Task to complete:
Exact copies of all entries are needed. Pictures are to be left out.

START Exercise data

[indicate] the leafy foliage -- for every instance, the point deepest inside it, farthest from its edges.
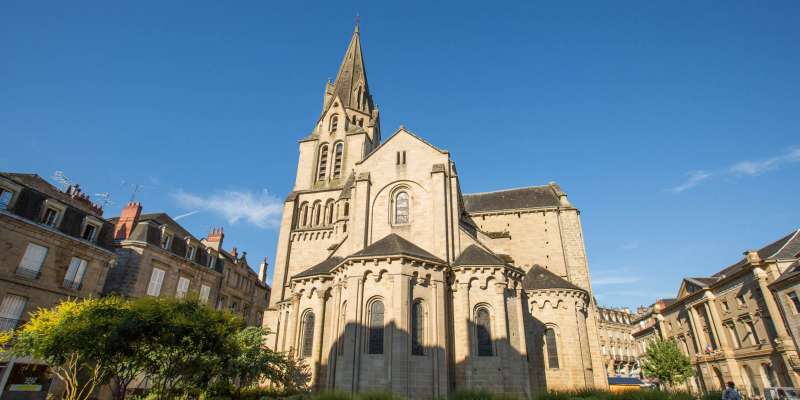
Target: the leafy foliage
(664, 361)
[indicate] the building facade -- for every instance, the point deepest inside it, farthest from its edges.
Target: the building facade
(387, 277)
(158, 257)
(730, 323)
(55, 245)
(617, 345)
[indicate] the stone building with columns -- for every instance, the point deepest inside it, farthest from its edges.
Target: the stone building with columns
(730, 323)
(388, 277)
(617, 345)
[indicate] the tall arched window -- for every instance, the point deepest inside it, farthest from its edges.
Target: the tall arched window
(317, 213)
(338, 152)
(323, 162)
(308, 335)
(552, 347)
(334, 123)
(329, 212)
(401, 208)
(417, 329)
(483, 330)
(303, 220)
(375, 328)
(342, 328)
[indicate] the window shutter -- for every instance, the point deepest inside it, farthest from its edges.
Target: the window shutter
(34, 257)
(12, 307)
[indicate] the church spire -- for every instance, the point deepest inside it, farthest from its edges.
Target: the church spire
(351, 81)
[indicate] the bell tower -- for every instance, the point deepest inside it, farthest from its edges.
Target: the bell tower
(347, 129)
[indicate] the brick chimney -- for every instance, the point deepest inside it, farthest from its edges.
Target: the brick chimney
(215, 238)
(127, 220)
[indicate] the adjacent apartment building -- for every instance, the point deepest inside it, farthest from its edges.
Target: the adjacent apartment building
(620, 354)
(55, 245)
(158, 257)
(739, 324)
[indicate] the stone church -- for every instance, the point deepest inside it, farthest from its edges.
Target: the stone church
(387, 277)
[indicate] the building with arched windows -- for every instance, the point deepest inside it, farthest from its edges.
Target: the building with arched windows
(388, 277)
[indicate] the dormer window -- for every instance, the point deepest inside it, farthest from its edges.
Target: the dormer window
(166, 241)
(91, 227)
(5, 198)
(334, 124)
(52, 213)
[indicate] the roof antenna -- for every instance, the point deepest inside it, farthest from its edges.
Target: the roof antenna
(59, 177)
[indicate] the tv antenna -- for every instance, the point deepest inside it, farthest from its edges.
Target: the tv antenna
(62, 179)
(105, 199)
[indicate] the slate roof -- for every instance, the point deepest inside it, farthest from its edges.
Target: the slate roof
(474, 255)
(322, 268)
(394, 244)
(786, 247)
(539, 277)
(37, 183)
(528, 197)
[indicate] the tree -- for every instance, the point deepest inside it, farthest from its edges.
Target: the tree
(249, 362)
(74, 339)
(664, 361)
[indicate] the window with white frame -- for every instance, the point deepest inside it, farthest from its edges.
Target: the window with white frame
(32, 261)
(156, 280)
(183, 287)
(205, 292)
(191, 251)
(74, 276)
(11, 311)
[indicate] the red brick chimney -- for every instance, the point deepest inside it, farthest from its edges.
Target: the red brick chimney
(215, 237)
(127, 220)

END Exercise data

Answer for this exercise:
[indicate] the leafy foliage -- for every instance, the point deepest inside it, farthest from its edges.
Target: the leafy foliage
(664, 361)
[indicate] the building facade -- for every instance, the point deepest inside it, farthest from its edges.
Target: the building facade
(387, 277)
(158, 257)
(730, 323)
(55, 245)
(617, 345)
[indicate] the stone building with columns -- for every instance, the point deepest inside it, farthest from its edges.
Target: the stone building with columns
(730, 323)
(388, 277)
(617, 345)
[indicate] the tall arched window -- for every instance, the point deepest inside it, farthest from its edges.
Target: the tall arched window
(317, 213)
(338, 152)
(323, 162)
(308, 335)
(552, 347)
(334, 123)
(329, 212)
(401, 208)
(417, 329)
(483, 330)
(303, 220)
(375, 328)
(342, 328)
[indicate] the window shutter -- for every instance, the point deepest inside it, farthest from its edges.
Target: the window shutter
(34, 257)
(12, 307)
[indicate] the church spire -- for every instance, the point deepest inside it, farthest from its edges.
Target: the church spire
(351, 81)
[indicate] the bell tower -- for every instance, the point deepest inside it, farthest from its edges.
Target: the bell tower
(347, 129)
[indicate] the brick chimney -- for every instance, the point deepest inside it, farthest from its edges.
Target: the brick chimney
(215, 238)
(127, 220)
[indicate] the adjacent apartment building -- for every instance, the point deepest inside it, farthest from its edges.
Target: the adjacent apartment building
(620, 354)
(55, 245)
(158, 257)
(739, 324)
[indicate] the stone church -- for every instance, the point deepest inside it, farthest from its edges.
Target: the stone church
(387, 277)
[indicate] the building with arched windows -- for every instance, the point deepest inside it, farthest from its edges.
Target: the building with arched windows
(388, 277)
[indicate] the dormer window -- for every instance, the point deepest inside it, farthest from its edges.
Target: the dormer window
(166, 241)
(91, 227)
(5, 198)
(334, 124)
(52, 213)
[indicate] the roof antenna -- for every instance, the point deepest inside it, farthest from its edges.
Target: the roof antenna
(59, 177)
[indicate] the tv antenna -- for every instance, the point deepest inside it, farthest from its edges.
Target: the tv antenna
(62, 179)
(105, 199)
[indicate] the slate roof -- for every instance, the point deepest inside it, farthest from its edges.
Target: the slate roof
(474, 255)
(322, 268)
(394, 244)
(786, 247)
(539, 277)
(37, 183)
(528, 197)
[indicate] the tree -- for every instance, the point deepest inside it, farthest from its edges.
Target: the tree
(249, 362)
(74, 339)
(664, 361)
[indicate] the window with white frame -- for every instance, the point deepest inside it, farthest from its edges.
Target: the window with white frame
(32, 261)
(156, 280)
(183, 287)
(205, 292)
(191, 251)
(74, 276)
(11, 311)
[indicate] the red brick chimney -- for every instance, the point deepest inside it, farthest from its edges.
Target: the red brick chimney
(215, 237)
(127, 220)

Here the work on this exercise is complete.